* START Supplied entries *
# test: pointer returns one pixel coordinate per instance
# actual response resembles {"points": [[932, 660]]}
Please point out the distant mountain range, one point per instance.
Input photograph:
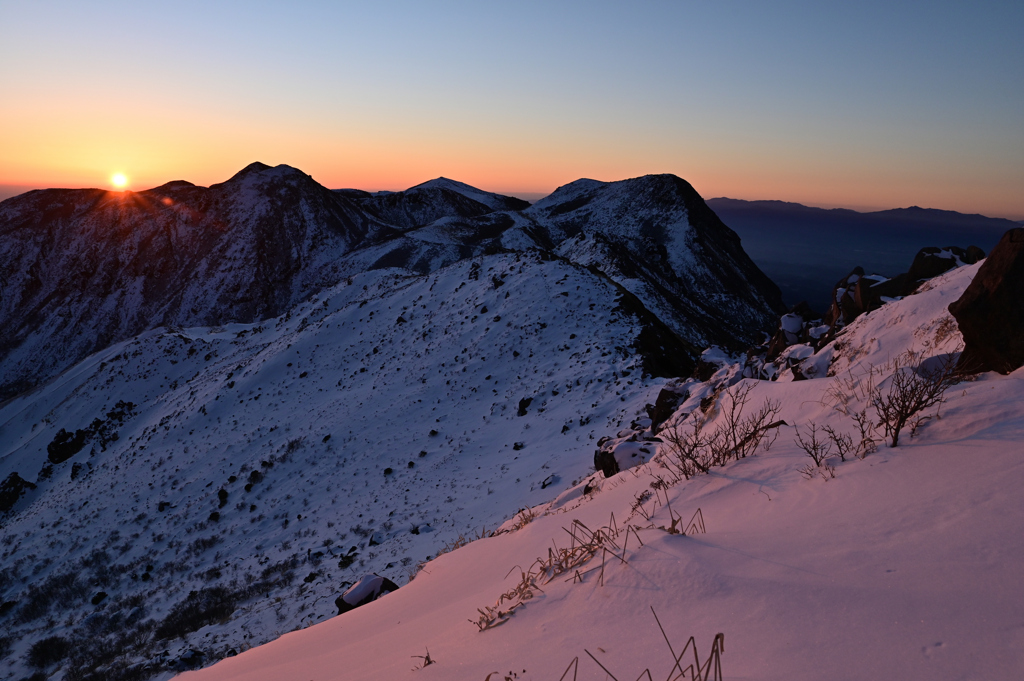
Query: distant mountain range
{"points": [[83, 268], [806, 250]]}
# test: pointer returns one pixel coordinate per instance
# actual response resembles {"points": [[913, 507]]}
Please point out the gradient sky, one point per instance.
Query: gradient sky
{"points": [[866, 104]]}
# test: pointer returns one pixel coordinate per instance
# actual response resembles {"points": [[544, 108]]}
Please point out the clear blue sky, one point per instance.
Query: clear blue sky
{"points": [[862, 104]]}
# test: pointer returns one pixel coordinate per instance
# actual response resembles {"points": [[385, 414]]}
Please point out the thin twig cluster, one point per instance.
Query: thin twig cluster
{"points": [[691, 447]]}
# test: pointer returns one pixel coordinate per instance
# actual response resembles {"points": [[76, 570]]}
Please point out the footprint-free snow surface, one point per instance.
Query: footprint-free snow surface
{"points": [[903, 564], [228, 482]]}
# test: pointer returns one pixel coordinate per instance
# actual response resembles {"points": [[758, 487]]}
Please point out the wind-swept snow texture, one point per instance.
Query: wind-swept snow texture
{"points": [[904, 565], [266, 466]]}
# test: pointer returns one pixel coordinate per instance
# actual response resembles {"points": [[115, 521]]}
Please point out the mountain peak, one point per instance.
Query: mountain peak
{"points": [[263, 171], [488, 199]]}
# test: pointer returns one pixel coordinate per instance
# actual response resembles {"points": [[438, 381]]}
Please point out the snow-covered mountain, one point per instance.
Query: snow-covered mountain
{"points": [[245, 396], [82, 269], [263, 466]]}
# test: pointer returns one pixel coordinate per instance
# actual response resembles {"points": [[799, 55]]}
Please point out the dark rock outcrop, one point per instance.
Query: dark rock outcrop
{"points": [[89, 267], [990, 313], [665, 407], [65, 445], [858, 293], [11, 490], [368, 589]]}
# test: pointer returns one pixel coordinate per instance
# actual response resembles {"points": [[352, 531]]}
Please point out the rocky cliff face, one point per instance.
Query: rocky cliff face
{"points": [[83, 268]]}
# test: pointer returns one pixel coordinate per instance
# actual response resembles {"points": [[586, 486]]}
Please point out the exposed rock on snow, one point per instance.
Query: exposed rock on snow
{"points": [[11, 490], [85, 268], [367, 590], [990, 313]]}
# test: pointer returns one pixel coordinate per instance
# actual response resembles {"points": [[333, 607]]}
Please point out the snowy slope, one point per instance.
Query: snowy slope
{"points": [[84, 268], [495, 202], [373, 425], [655, 236], [905, 564]]}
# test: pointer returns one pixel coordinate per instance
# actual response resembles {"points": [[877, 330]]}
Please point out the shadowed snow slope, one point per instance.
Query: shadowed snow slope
* END Supplied entries *
Task brief -
Please pull out every line of the entries that contains the word "mountain", treating case as significant.

Finished answer -
Please point out the distant mountain range, one point per instance.
Query: distant mountain range
Please point out the mountain peak, one point per instance.
Query: mountain peak
Please point out the snow-covered mountain, one point per instance.
Query: snow-covered mountain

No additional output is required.